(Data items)

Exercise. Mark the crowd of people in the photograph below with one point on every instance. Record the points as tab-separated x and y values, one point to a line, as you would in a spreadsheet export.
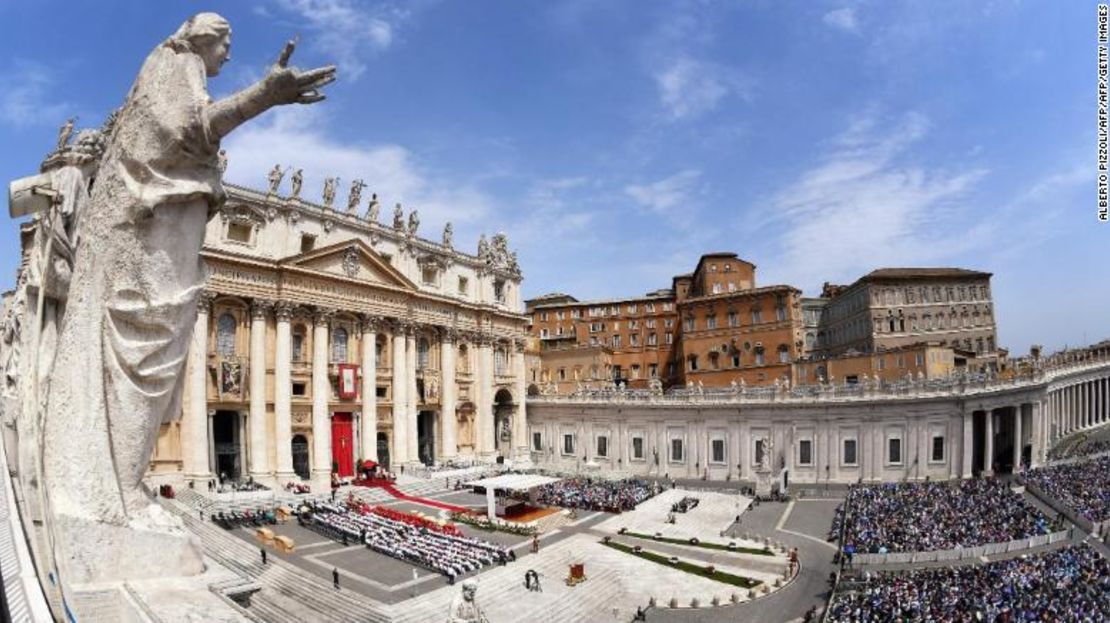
446	552
1067	585
593	494
1082	486
922	516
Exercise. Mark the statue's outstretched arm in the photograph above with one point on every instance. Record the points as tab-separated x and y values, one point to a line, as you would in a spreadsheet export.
281	86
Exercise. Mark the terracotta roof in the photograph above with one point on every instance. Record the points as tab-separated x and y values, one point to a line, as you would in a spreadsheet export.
921	273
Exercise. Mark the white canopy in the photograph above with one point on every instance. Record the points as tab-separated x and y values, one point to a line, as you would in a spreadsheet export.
513	482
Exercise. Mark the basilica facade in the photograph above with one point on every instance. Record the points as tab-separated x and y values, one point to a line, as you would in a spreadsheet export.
325	338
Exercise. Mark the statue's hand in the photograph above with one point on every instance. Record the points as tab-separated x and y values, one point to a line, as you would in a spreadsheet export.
286	84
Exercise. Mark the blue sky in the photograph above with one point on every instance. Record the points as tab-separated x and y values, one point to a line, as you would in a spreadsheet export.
615	141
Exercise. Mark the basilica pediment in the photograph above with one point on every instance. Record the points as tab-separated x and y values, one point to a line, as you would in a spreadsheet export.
351	259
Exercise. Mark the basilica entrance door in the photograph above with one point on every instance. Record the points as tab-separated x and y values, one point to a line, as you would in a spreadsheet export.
343	444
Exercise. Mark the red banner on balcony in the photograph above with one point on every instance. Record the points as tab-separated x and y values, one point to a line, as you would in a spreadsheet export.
349	381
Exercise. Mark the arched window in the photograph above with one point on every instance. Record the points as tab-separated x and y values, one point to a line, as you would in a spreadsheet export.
225	335
299	343
339	345
422	350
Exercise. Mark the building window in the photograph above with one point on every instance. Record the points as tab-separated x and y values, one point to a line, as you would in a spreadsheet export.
240	232
806	452
422	353
567	443
308	242
637	448
225	334
938	449
894	450
849	452
339	345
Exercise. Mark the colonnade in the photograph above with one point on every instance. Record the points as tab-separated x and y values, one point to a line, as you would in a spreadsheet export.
404	395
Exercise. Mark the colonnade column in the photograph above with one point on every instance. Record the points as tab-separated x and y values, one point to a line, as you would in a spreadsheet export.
520	418
400	387
256	420
448	395
369	433
484	433
283	394
321	393
988	459
413	395
194	429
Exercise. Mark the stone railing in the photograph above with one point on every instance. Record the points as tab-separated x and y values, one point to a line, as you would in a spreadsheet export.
962	553
909	389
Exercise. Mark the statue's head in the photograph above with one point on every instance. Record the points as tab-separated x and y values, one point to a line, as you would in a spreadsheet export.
207	36
470	589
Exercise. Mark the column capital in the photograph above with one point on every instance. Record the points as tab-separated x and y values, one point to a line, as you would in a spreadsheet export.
204	301
261	309
283	311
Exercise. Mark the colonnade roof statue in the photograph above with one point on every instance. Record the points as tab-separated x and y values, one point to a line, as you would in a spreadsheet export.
132	303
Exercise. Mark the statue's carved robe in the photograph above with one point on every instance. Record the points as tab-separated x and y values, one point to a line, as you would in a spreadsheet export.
132	304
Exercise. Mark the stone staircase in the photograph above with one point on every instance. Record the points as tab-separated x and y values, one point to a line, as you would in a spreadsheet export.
288	593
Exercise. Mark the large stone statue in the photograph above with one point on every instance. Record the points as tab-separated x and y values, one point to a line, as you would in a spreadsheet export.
355	196
119	370
296	180
373	208
64	132
330	186
275	177
464	608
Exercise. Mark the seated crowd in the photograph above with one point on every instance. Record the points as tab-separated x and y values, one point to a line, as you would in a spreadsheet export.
611	496
1082	486
1069	584
684	504
446	552
922	516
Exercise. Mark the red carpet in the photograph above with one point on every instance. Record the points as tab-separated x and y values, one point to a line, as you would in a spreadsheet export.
402	495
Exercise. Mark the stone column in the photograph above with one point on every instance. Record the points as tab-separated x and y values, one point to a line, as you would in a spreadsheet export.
988	461
321	395
448	395
412	395
283	394
967	444
484	432
369	432
520	416
194	426
260	454
1036	436
400	385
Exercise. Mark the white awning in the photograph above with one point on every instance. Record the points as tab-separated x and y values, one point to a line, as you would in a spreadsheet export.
513	482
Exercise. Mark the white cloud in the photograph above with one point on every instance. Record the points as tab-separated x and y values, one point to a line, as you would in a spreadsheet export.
666	193
347	30
868	204
26	99
689	88
843	19
296	137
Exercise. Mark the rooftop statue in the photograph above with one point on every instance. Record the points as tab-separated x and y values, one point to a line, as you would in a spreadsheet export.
120	364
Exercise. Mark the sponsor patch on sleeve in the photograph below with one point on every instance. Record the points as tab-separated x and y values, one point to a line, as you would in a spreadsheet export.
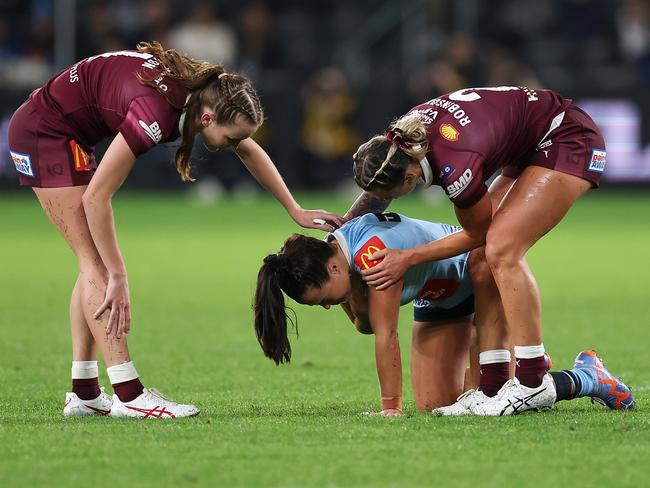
597	162
458	186
362	257
23	164
81	157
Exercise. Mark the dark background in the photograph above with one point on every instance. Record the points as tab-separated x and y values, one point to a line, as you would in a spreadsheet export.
333	72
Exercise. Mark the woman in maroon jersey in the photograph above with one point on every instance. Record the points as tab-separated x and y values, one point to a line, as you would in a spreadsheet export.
549	152
141	98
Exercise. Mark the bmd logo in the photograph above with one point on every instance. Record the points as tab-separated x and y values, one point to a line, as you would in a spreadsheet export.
457	187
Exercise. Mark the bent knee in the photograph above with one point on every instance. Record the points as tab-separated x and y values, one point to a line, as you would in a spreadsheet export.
479	270
503	252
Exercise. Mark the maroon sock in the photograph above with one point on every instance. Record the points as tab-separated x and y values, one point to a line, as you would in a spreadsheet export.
86	389
530	372
493	377
128	390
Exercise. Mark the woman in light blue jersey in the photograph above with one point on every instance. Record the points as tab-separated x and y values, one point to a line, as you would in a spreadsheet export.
326	273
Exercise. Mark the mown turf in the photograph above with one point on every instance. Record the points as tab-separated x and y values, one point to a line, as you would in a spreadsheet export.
192	272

- Task details
Using the records above, output an exact copy without any pictures.

- Response box
Exercise. Mark the crowd of people in the photograph below with one point on every instance. Record the points as tab-separated x and y values, one point to a line, as you would in a spreadsheet export.
446	552
1067	585
593	494
1082	486
922	516
Exercise. Mark the statue's outstretched arm in the photograph above with one point on every instance. Record the points as tab-separated x and y values, one point to a line, as you would in a spreadsheet export.
281	86
Exercise. Mark the terracotta roof in the photograph above with one point on every instance. Record the points as tab-separated x and y values, one point to a line, as you would in a spreadsheet export.
921	273
Exercise. Mark the white canopy in the photograph above with one point on every instance. Record the points as tab-separated x and y values, one point to a line, as you would in a spreadsheet export.
513	482
Exercise. Mark the basilica facade in the photograph above with one point on every instance. Record the points as tab-separated x and y values, one point to a line, as you would in a spreadsheet export.
325	338
Exercise. Mark the statue's hand in the photograph above with one point on every instance. Record the points as tab-separated x and y values, one point to a line, as you would in a spreadsheet export.
286	84
Exercise. Mark the blue sky in the photograph above with one point on every instance. Record the points as tab-separated x and y values, one point to a line, as you would in a spreadsheet export.
615	141
Exercise. Mark the basilica pediment in the photograph above with one point on every instance. Record the points as tab-separated x and y values, one point to a line, as you would in a spreadsheet export.
351	259
Exercise. Mark the basilica entrance door in the photograph above with one point on every instance. Record the points as tab-separated x and y values, one point to a line, as you would in a spreadsheet export.
343	444
Exercise. Mark the red banner on balcony in the photograph above with one point on every instance. Record the points as tab-separated x and y values, one point to a line, as you would in a spreadsheet export.
349	381
Exercise. Mark the arched window in the photograph above with one point on every instance. Record the points as tab-separated x and y values, one point to a line, as you would in a spreadsheet export.
225	335
299	343
339	345
422	350
Exercise. Mark the building window in the photograph above with one point on every instance. Record the points as tab-separated x and y values, one point to a line, as you would in a spreadsheet export.
240	232
806	452
422	353
567	443
308	242
637	448
225	334
938	449
894	450
849	452
339	345
Exercise. Mark the colonnade in the photograph above with one point on every instance. Record the points as tab-separated x and y values, one point to a line, as you would in a spreadsheet export.
404	395
Exercise. Mark the colonnade column in the photograph above with one point on every instance. Record the points as tab-separated x and y values, one point to a line, as you would in a spreadsheet export.
520	418
400	387
256	420
448	395
369	433
484	433
283	394
321	393
988	459
413	395
194	429
Exercise. Mark the stone railing in the photograph above with one point on every instance. Record the points as tab-separated x and y values, one point to a line, as you would in a spreadsheet export.
962	553
909	389
Exercise. Mark the statue's head in the photograph above with one point on every instance. Record the points as tab-separated x and y values, one point to a line, as you would in a spreadsheet export.
207	36
470	589
Exercise. Mark the column capital in the photograph above with one point on every instance. Record the points as tab-separated x and y values, one point to a line, as you would in a spreadsheet export.
204	301
261	309
283	311
Exercise. Mark the colonnade roof statue in the photograph above with one point on every instance. Record the points as tab-separated x and y values, one point to a line, as you would in a spreadsheet export.
132	303
Exercise. Mark the statue's carved robe in the photograph above with one point on every instance. Record the points as tab-separated x and y values, one point to a line, as you would in a spreadsheet export.
132	304
Exercise. Mark the stone staircase in the photograph above with one point on every instance. Record the points as tab-separated x and y values, one point to a line, as you would in a spreadsheet export.
288	593
Exercise. Mark the large stone statue in the photograph above with one point on every instance. Record the points as tab-separated x and y values, one point to a line, as you would in a spreadsheet export.
355	196
119	370
296	180
373	208
64	132
330	186
275	177
464	608
Exercise. Mark the seated crowd in the photograph above with one point on every instance. Record the points as tab-separated x and y values, one point to a line, as you would in a spreadsheet export.
611	496
1082	486
1069	584
684	504
446	552
922	516
Exercise. Mark the red carpet in the photograph above with one point on every instance. Record the points as tab-separated x and y values, one point to a line, as you would in a spreadsheet export.
402	495
Exercise. Mark the stone column in the photograph above with one point on every instance. Record the points as tab-separated x and y values, one point to a line, as you would in a spreadsheet export.
988	461
321	395
448	395
412	395
283	394
967	444
484	432
369	432
520	416
194	426
260	454
1036	436
400	385
Exercise. Mark the white awning in the photograph above with one point on every instance. Record the points as tab-separated x and y values, one point to a line, as you would in a spreadsheet export.
513	482
Exercise. Mark the white cloud in the photograph above with one point on every instance. Record the points as tab-separated x and y values, one point to a line, as you would in a spreadsheet export.
666	193
347	30
868	204
26	99
689	88
843	19
296	137
Exercise. Mark the rooftop statue in the photograph above with one point on every instance. Record the points as tab-separated x and y values, one point to a line, as you would in a spreadsheet export.
120	364
Exercise. Mark the sponsor patch on sleeve in the photograph below with one point on every instance. Record the points as tab-separated x and y values, one point to a line, as you would in a spreadsheet export.
597	162
458	186
362	257
23	164
81	157
Exercise. Mark the dark background in the photograph above with one point on every instance. Record the points as tab-separated x and y values, one point to a line, as you would in a spreadsheet export.
333	72
Exercise. Mark the woman in maroon jersey in the photograph above with one point on every instance. Record the points as tab-separated x and y values, one point to a line, as you would in a spreadsheet export.
549	152
141	98
Exercise. Mark the bmd logo in the photograph above with one point on every instance. Record the points as tab-separated x and y values, one point to a line, as you would in a spreadsheet export.
457	187
Exercise. Mark the bent knee in the photograph above with one point on every instance. Record the points as tab-separated x and y values, one point to a line, as you would in a spreadsheet export.
479	270
503	252
Exercise. Mark the maroon sock in the photograph above with one point on every instance. Record the points as tab-separated x and y values, one point to a line, as you would in a spreadsheet export.
86	389
530	372
493	377
128	390
Exercise. Mark the woman in light blue jersey in the photograph above with one point on every instance. Record the points as tab-separated x and y values, one point to a line, as you would in a spreadsheet export.
326	273
Exercise. Mark the mown turf in the photograph above with one point on every instance. Record the points as tab-separated x and y values, one point to a line, as you would in a spreadsheet export.
192	272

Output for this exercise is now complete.